**GOALS:**
**1)** Print the stretch of the text on set-theoretic concepts in first order logic from "Question 1: As" through "the mathematicians use)?".
**2)** Carry on the text about set-theoretic concepts in first order logic from the point where it stops.

**SOURCE PASSAGE:**
------------------------------------
Set theoretic concepts in first order logic

I have been reading introductory texts on first order logic (for example, Leary&Kristiansen). All of them used concepts that I have heard in set theory courses - ordered pairs, functions, bijections, isomorphism and so on.

I have read a lot of material in Math.StackExchange on set theory and first order logic and their interplay. I understand that we cannot define mathematics from nothing - we have to have primitive concepts. My problem is with understanding which are primitive concepts and which are not. Of course, different books might take these to be different, but still - maybe there are commonly accepted principles and notions that noone doubts.

For example, I am willing to accept that strings exist, that they can be glued together or separated, also I am willing to accept recursion and induction. I am also willing to accept counting numbers (which could as well be infinite: I, II, III, ...).

Question 1: As far as I have read and understood - sets in first order logic are different than those in set theory. But how so? At first I thought that it is because sets in first order logic are finite by definition and are basically just collections of finite terms, strings, and so on. Then, paradoxes that arise in set theory due to infinities do not arise in logic. But on the other hand, we use counting numbers and then, for example, the number of terms can be infinite.

Question 2: Are sets, ordered pairs, functions, bijections - primitive notions (by primitive notion I understand concept that is not defined) in first order logic (at least in the one that most of the mathematicians use)?

Question 3: If sets, ordered pairs, functions are indeed primitive notions then are they different from set theoretical definitions? If yes, then in which way? If no, then why define these concepts once again in set theory if we had them in the language of set theory anyway?

Question 4: If sets, ordered pairs, functions are not primitive notions in first order logic then how are they defined?
------------------------------------
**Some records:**
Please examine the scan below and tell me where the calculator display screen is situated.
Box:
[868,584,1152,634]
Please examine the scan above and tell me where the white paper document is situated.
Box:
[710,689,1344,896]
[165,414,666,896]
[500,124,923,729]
------------------------------------
**EXPECTED OUTPUTS:**
**1)**
Question 1: As far as I have read and understood - sets in first order logic are different than those in set theory. But how so? At first I thought that it is because sets in first order logic are finite by definition and are basically just collections of finite terms, strings, and so on. Then, paradoxes that arise in set theory due to infinities do not arise in logic. But on the other hand, we use counting numbers and then, for example, the number of terms can be infinite.

Question 2: Are sets, ordered pairs, functions, bijections - primitive notions (by primitive notion I understand concept that is not defined) in first order logic (at least in the one that most of the mathematicians use)?

**2)**
• In ZFC, the only primitive notions are set and the element-of relation. We can build up first order logic with these. – Berci Apr 4 '18 at 6:52
• @Berci I always felt that ZFC is built upon first order language. Can you please give me some textbook or reference to read about ZFC without first order logic and then first order logic from such ZFC? – Daniels Krimans Apr 4 '18 at 6:56
• Well, it's a kind of 'chicken or egg' problem.. – Berci Apr 4 '18 at 7:55
• I recommend these two answers by Carl Mummert: math.stackexchange.com/a/1592730/305738 and math.stackexchange.com/a/1592209/305738 – Derek Elkins Apr 4 '18 at 8:11
• @Daniels Krimans: ZFC, by definition, is defined using first order logic. But the more general semi-formal theory of sets, as used by the majority of mathematicians who cannot name the ZFC axioms, is just like any other semi-formal mathematical theory, which can be understood without knowing anything about first-order logic. That kind of semi-formal set theory is often the metatheory that authors assume when they study first-order logic. This is no different, of course, than studying any other mathematical topic. – Carl Mummert Apr 4 '18 at 11:06

The questions assumes that there is some notion of "set" in first-order logic itself, but there is not. We use sets to study first-order logic, particularly the semantics (models) aspect. But these are part of the metatheory we use to study logic, not really part of "first order logic". For example, if we look at the first-order theory of groups, there is nothing in it about "sets".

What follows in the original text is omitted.